O que se pede ->
1 – Transcreva do artigo sobre o Marco Civil da Internet tudo o que vai desde "A ideia do Marco" até "chegou à Câmara.".
2 – Estenda o artigo sobre o Marco Civil da Internet, continuando a partir do ponto em que ele para.
==== Artigo
Uma regulamentação jurídica para a internet não deve sair tão cedo. Enquanto o Marco Civil da Internet, que visa definir direitos e responsabilidades dos internautas e empresas na web, sequer consegue ser transformado em anteprojeto de lei, um embate entre governo e oposição na Câmara dos Deputados atrasa a votação da proposta sobre crimes digitais, deixando a rede mundial de computadores sem regras específicas.

A ideia do Marco Civil nasceu no próprio Ministério da Justiça. Foi criado um site para receber sugestões públicas de redação de um projeto de lei que tratasse especificamente das boas práticas, tanto de pessoas quanto de empresas e provedores, na internet, num processo chamado de consulta pública. Depois de pronto, o texto será enviado ao Congresso Nacional e votado. O site, no entanto, tem mais de dois anos de idade e, por conta de alterações feitas durante a consulta, ou por atraso do governo, nunca chegou à Câmara.

O Ministério da Justiça informou, por meio de sua assessoria de imprensa, que o texto do Marco Civil da Internet estava em sua fase final no fim do ano passado, pois já havia passado pela consulta pública e recebido os pareceres dos ministérios envolvidos (Justiça, Ciência e Tecnologia, Planejamento, Comunicações e Casa Civil, que definirá a redação final do Marco). Mas, com a eleição da presidente Dilma Rousseff e a mudança no comando das pastas, a proposta teve de voltar à fase dos comentários ministeriais, já que os ministros agora são outros.

Segundo a assessoria do MJ, o Marco Civil, hoje, está novamente no Sistema de Geração e Tramitação de Documentos do Governo Federal (Sidof), usado pelos ministérios para comentar as propostas do governo. Em comunicado enviado à ConJur, o MJ afirmou que o Marco está, mais uma vez, em fase final “e deve ser encaminhado em breve para a Câmara dos Deputados”.
========
==== Dados armazenados
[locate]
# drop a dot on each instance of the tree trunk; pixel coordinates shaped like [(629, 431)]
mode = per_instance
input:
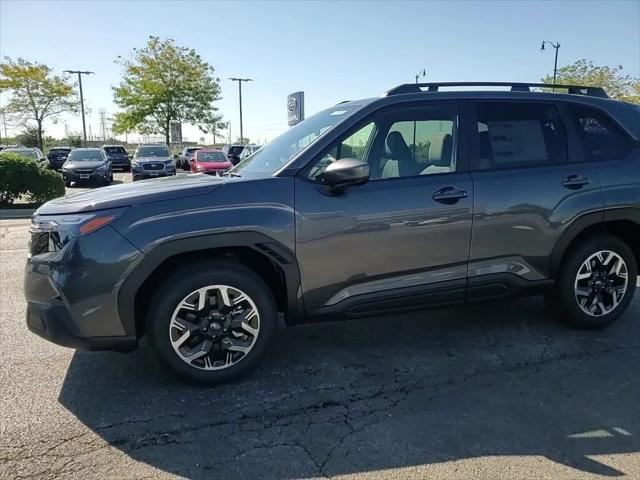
========
Respostas às tarefas ->
1 –
A ideia do Marco Civil nasceu no próprio Ministério da Justiça. Foi criado um site para receber sugestões públicas de redação de um projeto de lei que tratasse especificamente das boas práticas, tanto de pessoas quanto de empresas e provedores, na internet, num processo chamado de consulta pública. Depois de pronto, o texto será enviado ao Congresso Nacional e votado. O site, no entanto, tem mais de dois anos de idade e, por conta de alterações feitas durante a consulta, ou por atraso do governo, nunca chegou à Câmara.

2 –
A Câmara, por sua vez, está, desde 2008, ocupada com o Projeto de Lei 84/99. O PL foi escrito em 1999, pelo então deputado federal Luiz Piauhylino e, em 2003, foi aprovado e encaminhado ao Senado. Lá, ficou aos cuidados do então senador Eduardo Azeredo (PSDB-MG), que fez algumas alterações no texto original e escreveu um Projeto de Lei Substitutivo. Depois de aprovado pela Casa, o substitutivo foi enviado de volta à Câmara para nova aprovação, agora das alterações feitas pelo Senado.

Essa nova versão ficou conhecida como Lei Azeredo, e logo foi apelidada pela bancada petista de “AI-5 Digital”, em referência à censura à livre circulação de informações da Ditadura Militar. Criticavam, principalmente, a falta de clareza do texto, que dava margem para entender que o compartilhamento de arquivos é proibido e que a responsabilidade pelos conteúdos impróprios publicados na web era dos provedores, e não dos órgãos de fiscalização.

Quem estava à frente do debate, do lado do governo, era o deputado federal Paulo Texeira (PT-SP), hoje líder do partido na Casa. À época, o PT foi contra a aprovação do PL 84, alegando que ele incitava a criação de um Estado policial na internet, num momento em que não havia nada em que fossem garantidos os direitos dos internautas — papel que seria do Marco Civil.

Hoje, quem cuida do projeto no PT é o deputado federal Alessandro Molon (RJ), que prefere debater o assunto com especialistas e esperar uma posição do governo sobre o Marco Civil da Internet, antes de aprovar a Lei Azeredo, como revela pessoa ligada à discussão que não quis ser identificada na reportagem. “Do jeito que está, não tem condições [de o Projeto ser aprovado]. Vamos ampliar a discussão para a sociedade, enquanto aguardamos o Marco Civil para conciliar os interesses de todos”, disse a fonte.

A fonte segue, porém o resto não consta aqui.